Section F is reminiscent of the text Mekhilta of Rabbi Ishmael and thus follows upon that Tannaitic precedent. Similar sentiments are often represented in Amoraic literature. We find it, for example, in a homiletical comment on Song of Songs 2:9 preserved in a sixth-seventh-century collection, the Pesiqte de Rav Kahane:

“My beloved is like a gazelle or a young hart” (Song of Songs 2:9). Said Rabbi Isaac: As a gazelle leaps and skips from tree to tree, from thicket to thicket, and from grove to grove, so the Holy One leaps from synagogue to synagogue, from study house to study house.
Why?
In order to bless Israel. . . “18

The playful image of God as a “young hart” deals with the problem of how God can be in more than one holy place at a time. Similarly, we find in a tradition in the Jerusalem Talmud that synagogues were seen as places where individuals could commune with God.

Having described the vast distances separating the earth from each of the seven heavens and the vast size of the hoofs of the beasts of heaven, the mystery of Divine Immanence is asserted in this text:

See how high above His world He is! Yet a person can go into a synagogue and stand behind a column and pray in a whisper, and the Holy One, Blessed be He, listens to his prayer. For it is said: “Hannah was speaking in her heart; only her lips moved, and her voice was notheard” (1 Sam. 1:13). Yet the Holy One, Blessed be He, heard her prayer. (Jerusalem Talmud, Berakhot 9:1, 13a)

Here the synagogue is a place where the prayer of a single individual can traverse the expanses of the heavens, and Go d himself will receive it. The model of Hannah is important because “speaking in her heart” became the model for the recitation of Rabbinic prayer, and the synagogue is subtly equated with the Tabernacle at Shilo where she prayed to God for her son Samuel.

Sections A and C go so far as to decry those who avoid synagogue worship. They are “evil,” says Rav Huna, because they sneak around, avoiding the synagogue at prayer time. Even more threatening is Rabbi Johanan’s statement warning the person who does not pray in community that his prayers will not be heard by God. We know, for example, of two scholars of the generation following Rabbi Johanan—Rabbi Ami and Rabbi Assi—who chose not to attend any of the “thirteen” synagogues in Tiberias, “praying between the pillars [of the study house] where they were studying.” 1 9

A practical inducement is promised by this text for those who choose to study in synagogues. In section G Rabbi Johanan promises that their studies within synagogues will be retained longer. This appears to be a clear attempt to lure the Sages and their followers away from their study houses and into the synagogues for prayer.

Section D makes explicit a trend nascent in Tannaitic sources. While the Tannaim established the thrice daily prayer services at the times when sacrifices took place in the Jerusalem Temple, the Amoraim made this phenomenon explicit. While the Temple lay in ruin, synagogue prayer is a temporary replacement for the Temple service.

Aim of the task:
From the excerpt on synagogue prayer above, quote word for word the part that opens with the words containing "Sections A and" and closes with "synagogues for prayer.".

Provided material:
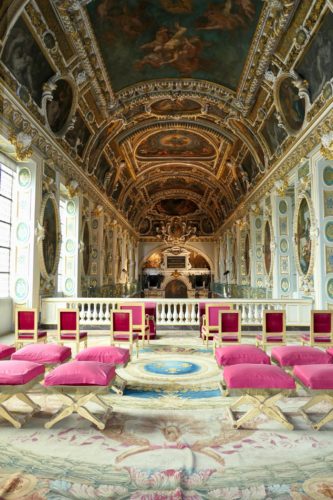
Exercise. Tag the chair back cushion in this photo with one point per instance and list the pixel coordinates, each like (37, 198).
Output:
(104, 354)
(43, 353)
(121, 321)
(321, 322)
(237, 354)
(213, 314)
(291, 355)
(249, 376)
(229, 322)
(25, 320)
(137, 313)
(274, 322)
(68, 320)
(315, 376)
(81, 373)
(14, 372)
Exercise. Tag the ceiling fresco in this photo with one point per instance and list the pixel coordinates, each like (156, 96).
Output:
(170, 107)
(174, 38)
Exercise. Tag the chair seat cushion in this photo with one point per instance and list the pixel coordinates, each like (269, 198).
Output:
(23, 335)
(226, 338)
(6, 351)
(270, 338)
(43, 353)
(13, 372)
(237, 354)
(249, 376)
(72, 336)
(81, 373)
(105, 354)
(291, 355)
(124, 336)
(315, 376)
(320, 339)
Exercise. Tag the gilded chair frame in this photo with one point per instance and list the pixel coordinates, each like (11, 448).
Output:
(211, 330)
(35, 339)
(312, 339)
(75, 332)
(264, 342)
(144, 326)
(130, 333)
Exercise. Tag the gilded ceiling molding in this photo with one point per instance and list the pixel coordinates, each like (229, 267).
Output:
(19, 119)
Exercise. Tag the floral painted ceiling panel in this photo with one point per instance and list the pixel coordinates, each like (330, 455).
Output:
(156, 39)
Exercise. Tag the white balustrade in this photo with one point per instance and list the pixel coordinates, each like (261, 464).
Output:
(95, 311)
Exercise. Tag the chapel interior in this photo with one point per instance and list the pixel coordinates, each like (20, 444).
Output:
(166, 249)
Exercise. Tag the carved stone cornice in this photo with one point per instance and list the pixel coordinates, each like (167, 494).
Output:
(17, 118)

Answer in full:
Sections A and C go so far as to decry those who avoid synagogue worship. They are “evil,” says Rav Huna, because they sneak around, avoiding the synagogue at prayer time. Even more threatening is Rabbi Johanan’s statement warning the person who does not pray in community that his prayers will not be heard by God. We know, for example, of two scholars of the generation following Rabbi Johanan—Rabbi Ami and Rabbi Assi—who chose not to attend any of the “thirteen” synagogues in Tiberias, “praying between the pillars [of the study house] where they were studying.” 1 9

A practical inducement is promised by this text for those who choose to study in synagogues. In section G Rabbi Johanan promises that their studies within synagogues will be retained longer. This appears to be a clear attempt to lure the Sages and their followers away from their study houses and into the synagogues for prayer.